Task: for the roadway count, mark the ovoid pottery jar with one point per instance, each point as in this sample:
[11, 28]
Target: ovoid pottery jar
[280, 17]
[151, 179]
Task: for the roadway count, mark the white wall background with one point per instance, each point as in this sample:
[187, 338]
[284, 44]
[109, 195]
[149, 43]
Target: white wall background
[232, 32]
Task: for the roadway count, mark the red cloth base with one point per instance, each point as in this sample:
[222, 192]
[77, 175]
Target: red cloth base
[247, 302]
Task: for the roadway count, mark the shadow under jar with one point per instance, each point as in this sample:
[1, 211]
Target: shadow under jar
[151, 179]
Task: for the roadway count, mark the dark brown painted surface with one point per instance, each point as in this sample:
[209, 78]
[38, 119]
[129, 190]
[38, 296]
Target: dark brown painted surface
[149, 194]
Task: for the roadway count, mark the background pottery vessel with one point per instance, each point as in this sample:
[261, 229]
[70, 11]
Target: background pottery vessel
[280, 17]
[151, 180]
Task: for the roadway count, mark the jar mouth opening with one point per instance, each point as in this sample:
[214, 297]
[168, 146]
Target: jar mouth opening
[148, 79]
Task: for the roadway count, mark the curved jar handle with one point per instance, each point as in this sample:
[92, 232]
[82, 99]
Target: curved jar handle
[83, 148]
........
» Problem to solve
Copy exactly the line that contains "Target: dark brown painted surface" and every line after it through the end of the entries, with nothing added.

» Solution to the exercise
Target: dark brown painted surface
[149, 194]
Task: for the roadway count, mark the background pottery vessel with one point per instance, each point as in this sample:
[261, 229]
[70, 11]
Target: background pottery vessel
[280, 17]
[151, 180]
Task: for the roadway count, mark the jar mouth opening with one point per instance, each point as in this sample:
[214, 297]
[168, 146]
Target: jar mouth opening
[148, 79]
Task: for the roadway count, mark the curved jar handle with one point per instance, each point as in this sample:
[92, 232]
[82, 99]
Target: curved jar handle
[83, 148]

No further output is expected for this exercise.